» TASK:
Please copy out the entries below exactly, beginning with the line that contains "Target: skin" and ending with the line that contains "Note to the class: find each instance of the forehead", and include nothing outside that span.

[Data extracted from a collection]
┄┄┄┄┄┄┄┄┄┄

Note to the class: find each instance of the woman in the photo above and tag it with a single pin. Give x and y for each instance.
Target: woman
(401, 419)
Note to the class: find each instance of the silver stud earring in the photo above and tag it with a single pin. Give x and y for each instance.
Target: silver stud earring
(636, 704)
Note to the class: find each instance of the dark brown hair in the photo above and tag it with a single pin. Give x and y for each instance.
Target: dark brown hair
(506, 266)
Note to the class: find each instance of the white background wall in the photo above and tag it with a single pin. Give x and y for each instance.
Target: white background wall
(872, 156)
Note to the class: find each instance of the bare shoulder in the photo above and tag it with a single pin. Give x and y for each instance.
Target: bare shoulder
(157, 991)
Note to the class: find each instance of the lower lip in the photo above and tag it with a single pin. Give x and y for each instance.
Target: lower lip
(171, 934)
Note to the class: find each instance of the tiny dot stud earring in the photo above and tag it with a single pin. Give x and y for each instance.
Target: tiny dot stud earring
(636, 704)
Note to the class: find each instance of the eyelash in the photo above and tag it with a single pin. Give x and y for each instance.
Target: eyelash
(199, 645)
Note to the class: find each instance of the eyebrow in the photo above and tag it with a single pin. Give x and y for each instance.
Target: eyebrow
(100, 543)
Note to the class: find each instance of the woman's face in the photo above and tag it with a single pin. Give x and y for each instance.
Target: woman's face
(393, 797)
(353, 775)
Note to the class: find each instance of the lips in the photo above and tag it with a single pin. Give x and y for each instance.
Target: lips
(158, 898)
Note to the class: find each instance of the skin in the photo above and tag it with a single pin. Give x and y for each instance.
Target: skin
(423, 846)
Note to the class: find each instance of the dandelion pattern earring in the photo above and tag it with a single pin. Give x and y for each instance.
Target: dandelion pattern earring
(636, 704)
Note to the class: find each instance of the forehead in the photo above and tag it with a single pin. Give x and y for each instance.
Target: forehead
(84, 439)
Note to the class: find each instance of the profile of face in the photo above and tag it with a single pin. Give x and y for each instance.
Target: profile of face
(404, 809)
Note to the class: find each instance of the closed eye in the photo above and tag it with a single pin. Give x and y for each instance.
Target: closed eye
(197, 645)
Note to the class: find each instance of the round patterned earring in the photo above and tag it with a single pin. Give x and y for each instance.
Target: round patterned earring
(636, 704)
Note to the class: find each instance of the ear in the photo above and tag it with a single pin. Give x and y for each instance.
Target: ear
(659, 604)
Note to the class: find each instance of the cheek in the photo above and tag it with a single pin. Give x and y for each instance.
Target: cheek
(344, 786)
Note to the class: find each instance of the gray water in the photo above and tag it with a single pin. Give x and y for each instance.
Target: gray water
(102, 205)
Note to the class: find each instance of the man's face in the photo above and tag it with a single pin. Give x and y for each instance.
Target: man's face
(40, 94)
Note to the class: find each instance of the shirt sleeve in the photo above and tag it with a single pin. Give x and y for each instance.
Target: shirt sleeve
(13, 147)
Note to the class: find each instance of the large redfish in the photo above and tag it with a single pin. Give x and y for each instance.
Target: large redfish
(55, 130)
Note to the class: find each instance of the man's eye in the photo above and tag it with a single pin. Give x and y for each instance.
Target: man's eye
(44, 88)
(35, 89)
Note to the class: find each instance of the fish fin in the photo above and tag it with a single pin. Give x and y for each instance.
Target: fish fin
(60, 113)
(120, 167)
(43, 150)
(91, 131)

┄┄┄┄┄┄┄┄┄┄

» SOLUTION:
Target: skin
(423, 846)
Note to the class: find each instance of the dandelion pattern earring in the photo above and tag it with a single pin. Give x and y for each instance.
Target: dandelion pattern earring
(636, 704)
Note to the class: find each instance of the forehead in the photo above and tag it with a single pin. Give x and y for each instance.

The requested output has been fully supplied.